#### Text passage

+++

Israel sentences former Palestinian hunger striker to one year in prison
Zionist regime’s authorities have sentenced prominent Palestinian activist Mohammad Allan, who has gone on hunger strike on a number of occasions after being arrested by Israeli forces and being jailed without trial, to 12 months in prison.
According to Press TV, the Israeli military tribunal in the northern West Bank town of Salim, located six kilometers east of Nablus, passed the verdict on the 33-year-old campaigner on Monday, and also ordered him to pay a fine of 2,000 Israeli shekels ($579).
Allan was arrested on June 8 last year after Zionist regime’s troops raided his home in the northern West Bank village of Einabus, located 12 kilometers (7 miles) south of Nablus.
He immediately staged a hunger strike in Israeli jail to protest against his administrative detention – a controversial form of imprisonment that allows Zionist regime’s authorities to detain individuals indefinitely without charge, trial or access to legal counsel.
In November 2015, Allan was released from a year in jail without trial.

+++

#### Provided information
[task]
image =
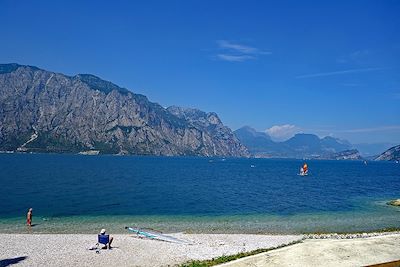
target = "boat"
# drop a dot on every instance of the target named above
(304, 170)
(151, 234)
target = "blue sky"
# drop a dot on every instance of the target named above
(325, 67)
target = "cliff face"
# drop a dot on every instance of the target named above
(51, 112)
(392, 154)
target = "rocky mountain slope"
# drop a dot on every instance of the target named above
(392, 154)
(43, 111)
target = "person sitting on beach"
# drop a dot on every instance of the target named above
(29, 217)
(103, 233)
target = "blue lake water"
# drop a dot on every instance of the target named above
(73, 193)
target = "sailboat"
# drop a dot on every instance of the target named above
(304, 170)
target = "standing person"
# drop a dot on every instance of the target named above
(29, 217)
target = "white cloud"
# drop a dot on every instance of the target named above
(234, 58)
(235, 52)
(282, 132)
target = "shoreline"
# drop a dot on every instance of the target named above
(129, 250)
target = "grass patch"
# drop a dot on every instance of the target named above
(227, 258)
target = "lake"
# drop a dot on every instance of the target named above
(76, 193)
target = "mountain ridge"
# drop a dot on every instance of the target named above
(301, 145)
(84, 112)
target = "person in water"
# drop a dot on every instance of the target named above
(103, 232)
(29, 217)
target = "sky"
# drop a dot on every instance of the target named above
(323, 67)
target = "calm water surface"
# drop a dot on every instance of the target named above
(72, 193)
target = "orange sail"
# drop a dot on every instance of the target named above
(305, 168)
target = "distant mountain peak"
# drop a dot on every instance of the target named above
(10, 67)
(392, 154)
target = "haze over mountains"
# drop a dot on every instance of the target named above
(43, 111)
(260, 144)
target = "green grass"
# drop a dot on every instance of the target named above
(227, 258)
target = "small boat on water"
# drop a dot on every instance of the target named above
(304, 170)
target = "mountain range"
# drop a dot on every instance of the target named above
(44, 111)
(302, 145)
(392, 154)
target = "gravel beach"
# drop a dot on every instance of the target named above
(128, 250)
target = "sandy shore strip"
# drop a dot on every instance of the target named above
(329, 252)
(72, 250)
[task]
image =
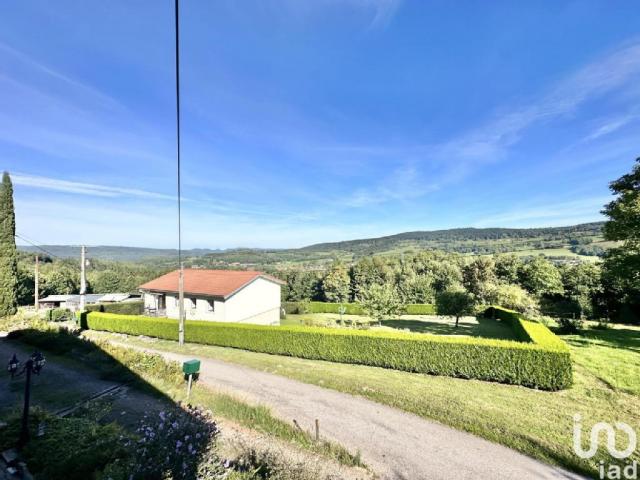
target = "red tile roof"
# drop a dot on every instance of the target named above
(213, 283)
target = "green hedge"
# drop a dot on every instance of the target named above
(420, 309)
(521, 363)
(124, 308)
(351, 308)
(58, 315)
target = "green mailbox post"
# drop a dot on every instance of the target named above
(190, 368)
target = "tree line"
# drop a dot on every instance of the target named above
(610, 288)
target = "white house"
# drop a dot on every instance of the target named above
(216, 295)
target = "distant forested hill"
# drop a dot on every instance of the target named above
(473, 240)
(584, 240)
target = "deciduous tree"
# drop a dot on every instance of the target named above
(621, 270)
(381, 302)
(337, 283)
(455, 302)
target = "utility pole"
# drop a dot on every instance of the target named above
(36, 294)
(83, 276)
(181, 264)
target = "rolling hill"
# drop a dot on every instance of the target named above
(570, 241)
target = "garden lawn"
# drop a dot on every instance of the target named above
(433, 324)
(537, 423)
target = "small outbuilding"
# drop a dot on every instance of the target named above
(216, 295)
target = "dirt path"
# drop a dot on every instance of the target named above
(395, 444)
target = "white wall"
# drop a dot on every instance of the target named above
(258, 303)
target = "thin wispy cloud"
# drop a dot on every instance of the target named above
(611, 125)
(545, 213)
(490, 142)
(314, 121)
(54, 74)
(81, 188)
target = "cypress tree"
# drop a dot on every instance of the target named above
(8, 253)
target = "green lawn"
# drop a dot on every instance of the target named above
(433, 324)
(537, 423)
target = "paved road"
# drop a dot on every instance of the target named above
(395, 444)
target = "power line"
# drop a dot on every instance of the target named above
(21, 237)
(181, 320)
(178, 130)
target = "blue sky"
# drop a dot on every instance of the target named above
(306, 122)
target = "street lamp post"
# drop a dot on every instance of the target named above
(34, 364)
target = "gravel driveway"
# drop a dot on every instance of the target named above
(395, 444)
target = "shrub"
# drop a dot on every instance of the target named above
(71, 449)
(570, 325)
(554, 357)
(124, 308)
(420, 309)
(350, 308)
(58, 315)
(541, 361)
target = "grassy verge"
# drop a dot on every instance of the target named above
(606, 388)
(156, 376)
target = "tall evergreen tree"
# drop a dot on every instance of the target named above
(8, 252)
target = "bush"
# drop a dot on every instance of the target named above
(58, 315)
(71, 449)
(570, 325)
(555, 358)
(541, 361)
(420, 309)
(350, 308)
(124, 308)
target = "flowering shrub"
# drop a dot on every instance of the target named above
(176, 444)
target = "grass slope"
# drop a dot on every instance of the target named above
(606, 388)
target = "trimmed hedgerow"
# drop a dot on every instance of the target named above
(420, 309)
(124, 308)
(351, 308)
(522, 363)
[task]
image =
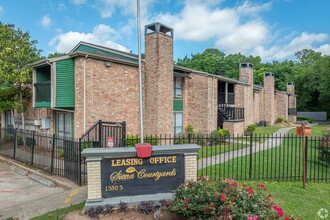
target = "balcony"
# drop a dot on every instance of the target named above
(292, 111)
(42, 93)
(230, 113)
(230, 98)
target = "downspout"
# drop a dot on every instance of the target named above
(85, 92)
(213, 102)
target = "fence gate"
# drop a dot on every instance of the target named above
(97, 136)
(71, 160)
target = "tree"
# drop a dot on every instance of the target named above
(17, 50)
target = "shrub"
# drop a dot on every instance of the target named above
(250, 129)
(262, 123)
(225, 199)
(131, 140)
(310, 120)
(279, 120)
(326, 133)
(189, 129)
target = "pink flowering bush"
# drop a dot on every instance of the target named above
(226, 199)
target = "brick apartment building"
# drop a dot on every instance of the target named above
(91, 83)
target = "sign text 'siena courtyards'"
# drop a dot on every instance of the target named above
(136, 176)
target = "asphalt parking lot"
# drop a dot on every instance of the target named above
(23, 198)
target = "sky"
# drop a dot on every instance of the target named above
(271, 29)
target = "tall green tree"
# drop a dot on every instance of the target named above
(17, 50)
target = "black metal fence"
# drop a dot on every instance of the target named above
(221, 156)
(55, 155)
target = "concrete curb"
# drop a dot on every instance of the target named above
(19, 170)
(41, 180)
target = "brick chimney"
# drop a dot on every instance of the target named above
(158, 88)
(246, 75)
(290, 88)
(246, 72)
(269, 98)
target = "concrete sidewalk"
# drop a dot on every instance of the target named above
(22, 197)
(268, 144)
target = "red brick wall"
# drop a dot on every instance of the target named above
(269, 100)
(111, 94)
(158, 87)
(200, 106)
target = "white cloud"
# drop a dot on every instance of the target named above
(232, 29)
(126, 7)
(324, 49)
(202, 22)
(303, 41)
(46, 21)
(78, 2)
(102, 35)
(251, 9)
(1, 10)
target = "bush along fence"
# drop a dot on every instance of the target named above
(254, 157)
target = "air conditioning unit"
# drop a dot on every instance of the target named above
(45, 123)
(37, 123)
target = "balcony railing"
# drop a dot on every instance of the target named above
(231, 113)
(292, 111)
(42, 91)
(230, 98)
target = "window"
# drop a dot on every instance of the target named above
(178, 122)
(64, 124)
(9, 123)
(178, 87)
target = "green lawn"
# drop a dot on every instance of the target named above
(297, 201)
(290, 196)
(60, 213)
(279, 163)
(260, 134)
(208, 151)
(267, 130)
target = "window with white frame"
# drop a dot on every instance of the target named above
(178, 87)
(178, 122)
(9, 123)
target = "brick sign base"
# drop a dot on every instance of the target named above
(118, 175)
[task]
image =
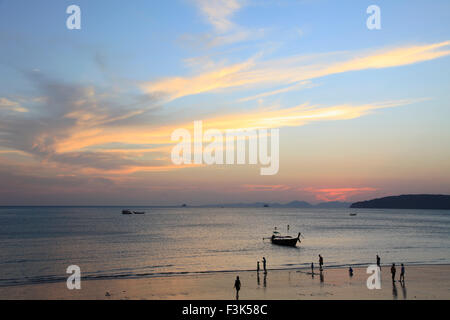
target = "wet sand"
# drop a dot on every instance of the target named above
(422, 282)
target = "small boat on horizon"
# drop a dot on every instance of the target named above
(287, 241)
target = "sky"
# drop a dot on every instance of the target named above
(86, 116)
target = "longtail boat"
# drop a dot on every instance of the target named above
(285, 240)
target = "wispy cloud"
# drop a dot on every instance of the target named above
(219, 12)
(293, 69)
(7, 104)
(338, 194)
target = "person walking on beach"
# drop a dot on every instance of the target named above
(320, 263)
(402, 274)
(237, 286)
(393, 271)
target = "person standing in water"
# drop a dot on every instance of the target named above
(237, 286)
(402, 274)
(393, 271)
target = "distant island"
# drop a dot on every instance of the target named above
(410, 201)
(292, 204)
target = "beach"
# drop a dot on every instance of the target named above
(422, 282)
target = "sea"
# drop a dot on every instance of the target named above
(38, 244)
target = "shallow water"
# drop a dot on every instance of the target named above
(37, 244)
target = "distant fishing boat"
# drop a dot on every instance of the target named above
(287, 241)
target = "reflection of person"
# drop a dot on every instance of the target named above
(402, 273)
(237, 286)
(393, 271)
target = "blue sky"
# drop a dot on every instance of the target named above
(69, 99)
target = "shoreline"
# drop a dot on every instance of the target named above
(422, 282)
(62, 279)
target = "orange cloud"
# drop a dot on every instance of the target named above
(337, 194)
(293, 69)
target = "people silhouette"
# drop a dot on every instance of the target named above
(394, 291)
(393, 271)
(237, 286)
(402, 274)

+++

#### To do
Please copy the passage on Mohammad Allan's sentencing word for word, from "Allan was arrested" to "jail without trial.".

#### Task output
Allan was arrested on June 8 last year after Zionist regime’s troops raided his home in the northern West Bank village of Einabus, located 12 kilometers (7 miles) south of Nablus.
He immediately staged a hunger strike in Israeli jail to protest against his administrative detention – a controversial form of imprisonment that allows Zionist regime’s authorities to detain individuals indefinitely without charge, trial or access to legal counsel.
In November 2015, Allan was released from a year in jail without trial.